Joe Biden, ¿tenemos un nuevo Roosevelt?

Joe Biden, ¿tenemos un nuevo Roosevelt?

Por Marcelo Cantelmi. (*)
Especial para el Observatorio de Política Internacional de la UP

Franklin Delano Roosevelt, el presidente posiblemente más respetado de la era moderna en Estados Unidos por haber rescatado a su país de la Gran Depresión y liderarlo con éxito en la Segunda Guerra Mundial, sostenía en plena ruina de la crisis del 29 que lo que evidencia el progreso “no es si añadimos más abundancia a aquellos que tienen mucho, es si proporcionamos suficiente a quienes tienen poco”. No era un socialista. Era un pragmático.

Joe Biden se abrazó a ese principio para derrotar a Donald Trump y lo reafirmó en un notable discurso en el Capitolio, a fines de abril, cuando cumplió sus primeros cien días al frente de la Casa Blanca. 

No es sencillo exhibir resultados en un periodo tan breve. Pero el líder demócrata tiene suficientes para ofrecer y con mayor destaque frente a las imprudencias de su antecesor. Entre ellos, la mejora significativa en la batalla contra el coronavirus con más de 200 millones de personas vacunadas y la perspectiva de crecimiento de la economía hasta un 6,4% absorbiendo todo lo perdido por la enfermedad.

TAREA
Reproduce sin cambios el pasaje del artículo sobre Biden y Roosevelt que comienza en "Por Marcelo Cantelmi." y termina en "Era un pragmático.". Las filas no guardan relación con el artículo sobre Biden y Roosevelt.

DATOS PARA EXAMINAR

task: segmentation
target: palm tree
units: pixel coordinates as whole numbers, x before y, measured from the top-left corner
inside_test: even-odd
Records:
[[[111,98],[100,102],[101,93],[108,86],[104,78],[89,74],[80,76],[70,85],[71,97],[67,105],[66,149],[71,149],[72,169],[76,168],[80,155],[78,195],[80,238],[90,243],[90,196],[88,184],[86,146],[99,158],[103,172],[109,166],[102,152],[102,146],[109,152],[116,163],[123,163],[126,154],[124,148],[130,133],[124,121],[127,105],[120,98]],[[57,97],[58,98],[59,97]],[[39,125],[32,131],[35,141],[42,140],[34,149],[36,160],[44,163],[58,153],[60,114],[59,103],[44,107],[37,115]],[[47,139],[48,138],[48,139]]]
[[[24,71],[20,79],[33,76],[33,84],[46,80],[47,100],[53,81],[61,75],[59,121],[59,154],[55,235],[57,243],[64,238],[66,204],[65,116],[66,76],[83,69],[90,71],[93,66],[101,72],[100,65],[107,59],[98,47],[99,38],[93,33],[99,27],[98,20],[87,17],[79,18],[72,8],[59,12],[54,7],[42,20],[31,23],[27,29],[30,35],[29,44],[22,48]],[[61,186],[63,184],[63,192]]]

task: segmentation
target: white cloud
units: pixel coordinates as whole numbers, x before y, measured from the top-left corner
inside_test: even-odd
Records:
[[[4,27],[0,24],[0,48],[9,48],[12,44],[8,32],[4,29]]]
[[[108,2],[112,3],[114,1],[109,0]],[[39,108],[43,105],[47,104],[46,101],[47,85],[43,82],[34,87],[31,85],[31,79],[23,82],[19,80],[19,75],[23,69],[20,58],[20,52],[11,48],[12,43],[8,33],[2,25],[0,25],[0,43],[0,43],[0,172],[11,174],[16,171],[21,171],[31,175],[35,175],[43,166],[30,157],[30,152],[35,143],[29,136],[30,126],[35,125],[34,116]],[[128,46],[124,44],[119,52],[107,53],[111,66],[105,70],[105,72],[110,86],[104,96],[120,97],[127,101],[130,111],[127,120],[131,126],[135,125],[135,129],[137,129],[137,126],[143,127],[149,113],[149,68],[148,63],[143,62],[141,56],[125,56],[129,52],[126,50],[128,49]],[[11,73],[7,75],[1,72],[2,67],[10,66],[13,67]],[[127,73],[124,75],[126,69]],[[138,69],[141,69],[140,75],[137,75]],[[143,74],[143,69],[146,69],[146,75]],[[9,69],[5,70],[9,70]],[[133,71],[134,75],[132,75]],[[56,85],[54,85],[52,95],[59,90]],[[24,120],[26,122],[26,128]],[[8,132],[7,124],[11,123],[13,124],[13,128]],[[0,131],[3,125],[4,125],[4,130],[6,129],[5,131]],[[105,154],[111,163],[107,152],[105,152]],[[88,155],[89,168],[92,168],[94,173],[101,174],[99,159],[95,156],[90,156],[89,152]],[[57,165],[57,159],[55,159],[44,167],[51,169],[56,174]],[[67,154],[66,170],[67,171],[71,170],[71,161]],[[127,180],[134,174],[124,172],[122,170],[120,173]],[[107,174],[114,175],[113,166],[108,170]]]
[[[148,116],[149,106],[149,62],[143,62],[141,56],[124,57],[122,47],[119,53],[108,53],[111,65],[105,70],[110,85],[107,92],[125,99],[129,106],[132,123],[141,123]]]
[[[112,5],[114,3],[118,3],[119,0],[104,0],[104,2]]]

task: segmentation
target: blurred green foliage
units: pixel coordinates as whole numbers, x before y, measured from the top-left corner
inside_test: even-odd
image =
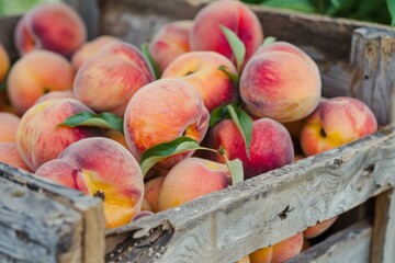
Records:
[[[395,25],[395,0],[242,0],[263,7]]]
[[[42,2],[59,0],[0,0],[0,15],[21,14]]]

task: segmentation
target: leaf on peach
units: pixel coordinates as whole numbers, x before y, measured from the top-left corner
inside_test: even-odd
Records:
[[[60,125],[67,127],[90,126],[105,129],[115,129],[123,134],[123,118],[112,113],[80,112],[68,117]]]
[[[179,137],[169,142],[155,145],[142,155],[140,168],[143,175],[145,175],[156,163],[168,157],[196,149],[201,149],[199,142],[187,136]]]
[[[236,59],[237,70],[241,70],[241,65],[246,58],[246,45],[232,30],[225,25],[219,25],[222,33],[225,35],[226,41],[229,43],[232,52]]]

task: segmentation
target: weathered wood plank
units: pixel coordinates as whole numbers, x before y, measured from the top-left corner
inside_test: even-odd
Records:
[[[376,197],[371,262],[395,262],[395,191]]]
[[[29,237],[29,240],[42,240],[40,244],[52,261],[103,262],[105,244],[101,201],[48,181],[37,180],[30,173],[4,163],[0,163],[0,180],[8,182],[2,185],[8,187],[8,192],[5,190],[0,192],[0,215],[8,215],[0,216],[0,226],[4,229],[10,226],[14,228],[9,229],[11,236],[3,240],[4,242],[12,244],[12,241],[18,242],[21,237],[22,241],[23,238]],[[50,207],[56,209],[53,210]],[[9,217],[11,215],[13,217]],[[79,219],[74,219],[72,216]],[[16,220],[18,218],[21,220]],[[41,237],[40,231],[44,231],[44,236],[52,239],[43,241],[44,236]],[[46,235],[45,231],[49,233]],[[12,253],[18,249],[24,250],[25,253],[21,254],[27,260],[35,259],[34,253],[37,253],[37,250],[26,250],[26,244],[12,245],[13,250],[4,248],[7,248],[5,243],[1,243],[0,252],[11,259],[20,254]]]
[[[372,227],[368,222],[353,225],[308,248],[286,263],[368,263]]]
[[[348,146],[113,230],[109,238],[128,231],[132,236],[108,253],[106,261],[236,261],[388,190],[395,183],[394,160],[395,124]],[[149,251],[138,245],[140,242],[160,245]]]
[[[352,95],[365,102],[380,124],[395,119],[395,30],[356,30],[351,66]]]

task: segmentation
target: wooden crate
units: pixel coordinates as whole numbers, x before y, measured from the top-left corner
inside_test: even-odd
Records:
[[[207,2],[101,0],[100,34],[138,46]],[[105,233],[97,199],[0,164],[0,228],[8,232],[0,235],[0,261],[236,262],[374,197],[373,224],[356,222],[291,262],[395,262],[394,30],[253,10],[266,35],[294,43],[317,61],[325,96],[364,101],[381,130]]]

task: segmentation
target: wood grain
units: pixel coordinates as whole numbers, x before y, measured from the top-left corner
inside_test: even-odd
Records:
[[[372,227],[363,221],[332,235],[286,263],[368,263],[371,237]]]
[[[13,261],[103,262],[102,204],[0,162],[0,254]],[[4,235],[3,235],[4,233]]]
[[[155,253],[156,262],[233,262],[276,243],[392,187],[394,128],[395,124],[348,146],[113,230],[108,237],[120,231],[134,235],[108,256],[135,239],[149,242],[160,232],[145,236],[165,224],[170,224],[174,233],[161,253]],[[147,253],[143,251],[135,259]],[[126,254],[112,260],[138,262],[131,258],[123,261]],[[151,261],[154,258],[147,262]]]

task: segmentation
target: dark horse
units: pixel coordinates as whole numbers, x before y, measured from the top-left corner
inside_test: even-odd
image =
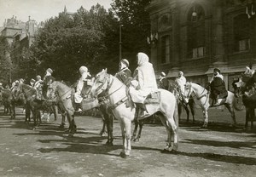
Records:
[[[59,81],[54,81],[49,83],[46,93],[47,97],[55,100],[54,102],[58,106],[58,107],[61,110],[65,111],[69,123],[68,136],[70,137],[73,137],[77,131],[77,125],[74,121],[75,109],[72,100],[73,93],[73,88]]]
[[[20,84],[20,91],[19,94],[23,94],[25,95],[26,105],[26,114],[30,115],[30,111],[32,112],[32,117],[34,120],[34,128],[35,129],[41,123],[41,115],[40,111],[49,111],[50,108],[55,106],[55,103],[50,100],[36,100],[36,92],[37,90],[31,87],[30,85],[26,85],[25,83]],[[54,109],[55,117],[57,117],[57,110]],[[65,113],[61,111],[62,115],[62,122],[65,122]],[[63,113],[62,113],[63,112]],[[26,116],[26,117],[27,117]]]
[[[248,122],[251,122],[251,128],[253,128],[253,120],[255,119],[256,91],[254,83],[256,83],[256,72],[253,74],[252,71],[250,70],[249,73],[242,75],[242,81],[236,83],[240,87],[235,89],[236,95],[242,96],[242,103],[246,107],[246,130],[248,130]]]
[[[15,107],[17,106],[25,106],[26,105],[26,99],[24,94],[19,94],[18,92],[13,93],[9,89],[3,88],[2,91],[2,100],[3,105],[4,106],[4,111],[9,111],[11,118],[15,118],[16,112]]]

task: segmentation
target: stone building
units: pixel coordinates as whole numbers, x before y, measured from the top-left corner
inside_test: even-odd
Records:
[[[255,0],[152,0],[151,62],[172,81],[178,71],[205,85],[218,67],[226,86],[256,69]]]

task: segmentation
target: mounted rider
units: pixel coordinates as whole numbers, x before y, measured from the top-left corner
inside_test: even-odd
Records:
[[[43,79],[43,86],[42,86],[42,100],[44,100],[46,98],[46,93],[48,89],[48,86],[49,83],[53,83],[55,79],[51,75],[53,73],[52,69],[48,68],[45,71],[45,75]]]
[[[212,99],[212,106],[218,106],[218,99],[224,99],[228,96],[228,91],[225,88],[224,77],[218,68],[213,69],[213,77],[210,81],[211,97]]]
[[[137,58],[138,66],[133,73],[134,80],[131,82],[130,95],[137,108],[147,111],[144,100],[150,93],[157,91],[157,83],[153,65],[148,62],[148,56],[144,53],[138,53]]]
[[[34,87],[35,83],[36,83],[36,80],[33,79],[33,78],[32,78],[32,79],[30,80],[30,82],[29,82],[30,85],[31,85],[32,88]]]
[[[90,72],[88,71],[88,68],[84,66],[82,66],[79,68],[79,72],[81,74],[81,77],[78,82],[77,88],[76,88],[76,92],[74,94],[74,102],[77,104],[77,108],[79,111],[82,111],[80,108],[80,103],[83,100],[83,95],[81,94],[84,83],[84,82],[87,82],[87,77],[91,77]]]
[[[131,71],[128,67],[129,61],[126,59],[123,59],[119,62],[119,71],[114,75],[125,85],[130,83],[131,78]]]
[[[168,79],[166,78],[166,74],[165,72],[161,72],[160,75],[160,80],[159,82],[157,83],[158,84],[158,88],[163,88],[163,89],[166,89],[168,90],[169,88],[169,81]]]
[[[41,79],[41,76],[38,75],[36,77],[36,82],[34,83],[33,88],[36,89],[37,91],[37,95],[36,95],[36,100],[44,100],[43,97],[43,80]]]
[[[181,101],[185,101],[184,99],[184,92],[185,92],[185,84],[187,83],[187,79],[184,77],[184,73],[183,71],[179,71],[177,74],[177,77],[175,79],[176,91],[178,98]]]

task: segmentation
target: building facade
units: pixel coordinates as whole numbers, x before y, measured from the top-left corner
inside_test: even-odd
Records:
[[[226,86],[256,69],[255,0],[152,0],[151,62],[172,81],[183,71],[203,86],[218,67]]]

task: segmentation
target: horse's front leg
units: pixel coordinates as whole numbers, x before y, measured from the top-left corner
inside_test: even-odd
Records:
[[[136,139],[134,139],[134,141],[137,142],[140,140],[141,135],[142,135],[142,131],[143,131],[143,124],[144,124],[144,121],[143,120],[140,120],[138,121],[138,124],[139,124],[139,132],[137,134],[137,136],[136,137]]]
[[[226,104],[225,106],[231,114],[231,117],[232,117],[232,121],[233,121],[232,126],[236,127],[236,116],[235,116],[234,106],[230,106],[230,105],[228,105],[228,104]]]
[[[203,111],[203,116],[204,116],[204,123],[201,126],[201,128],[207,128],[208,127],[208,111],[207,110]]]
[[[113,146],[113,117],[112,115],[108,115],[108,120],[106,120],[107,123],[107,130],[108,130],[108,146]]]

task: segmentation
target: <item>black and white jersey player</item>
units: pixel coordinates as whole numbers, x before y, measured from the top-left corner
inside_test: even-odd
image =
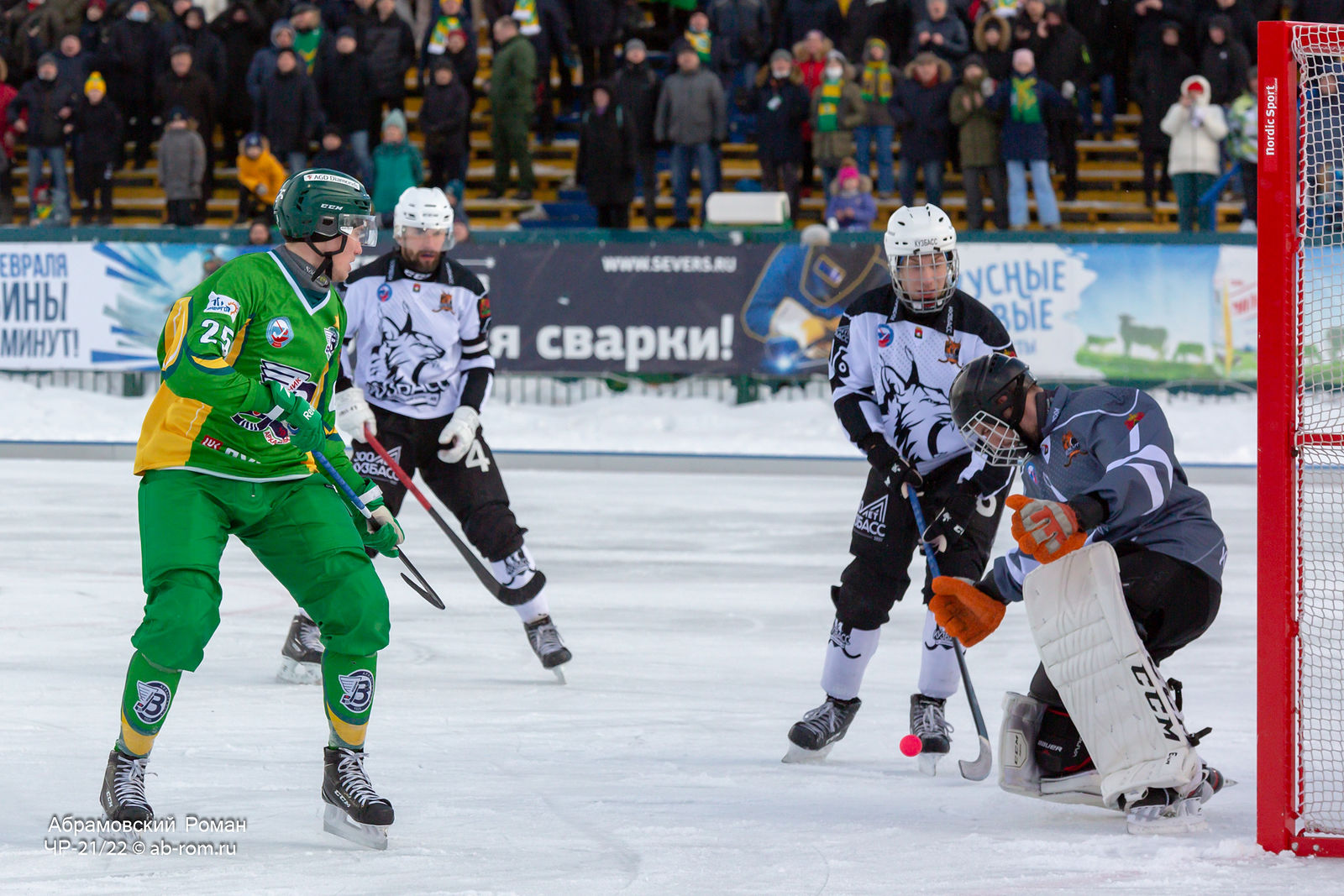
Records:
[[[411,187],[401,195],[392,215],[396,249],[347,283],[347,352],[332,410],[355,469],[378,482],[394,514],[406,488],[364,442],[364,427],[409,476],[419,472],[504,584],[500,600],[517,611],[542,665],[555,669],[569,662],[570,650],[551,622],[546,576],[524,544],[526,529],[509,509],[481,433],[495,372],[491,300],[481,281],[448,257],[452,234],[453,207],[444,191]],[[302,664],[290,653],[301,652],[304,625],[296,618],[292,626],[286,668]]]
[[[935,545],[948,575],[980,575],[1012,478],[972,454],[948,407],[964,364],[1013,351],[999,318],[957,289],[957,231],[937,206],[905,207],[887,222],[883,244],[891,285],[845,309],[831,348],[836,415],[872,469],[853,523],[853,559],[831,590],[836,615],[821,673],[827,699],[790,728],[786,762],[818,759],[844,737],[880,627],[910,587],[907,568],[921,541]],[[902,486],[922,496],[923,532]],[[927,602],[933,592],[925,579]],[[943,703],[958,681],[952,641],[925,613],[910,732],[922,742],[926,774],[948,754]]]
[[[953,383],[952,412],[988,463],[1023,467],[1017,547],[978,582],[935,579],[930,604],[972,646],[1025,602],[1040,666],[1004,701],[1000,786],[1122,809],[1132,833],[1202,829],[1226,782],[1157,665],[1218,615],[1227,545],[1161,407],[1133,388],[1046,390],[989,356]]]

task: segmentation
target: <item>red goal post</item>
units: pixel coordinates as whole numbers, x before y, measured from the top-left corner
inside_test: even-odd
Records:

SOLUCIÓN
Por Marcelo Cantelmi. (*)
Especial para el Observatorio de Política Internacional de la UP

Franklin Delano Roosevelt, el presidente posiblemente más respetado de la era moderna en Estados Unidos por haber rescatado a su país de la Gran Depresión y liderarlo con éxito en la Segunda Guerra Mundial, sostenía en plena ruina de la crisis del 29 que lo que evidencia el progreso “no es si añadimos más abundancia a aquellos que tienen mucho, es si proporcionamos suficiente a quienes tienen poco”. No era un socialista. Era un pragmático.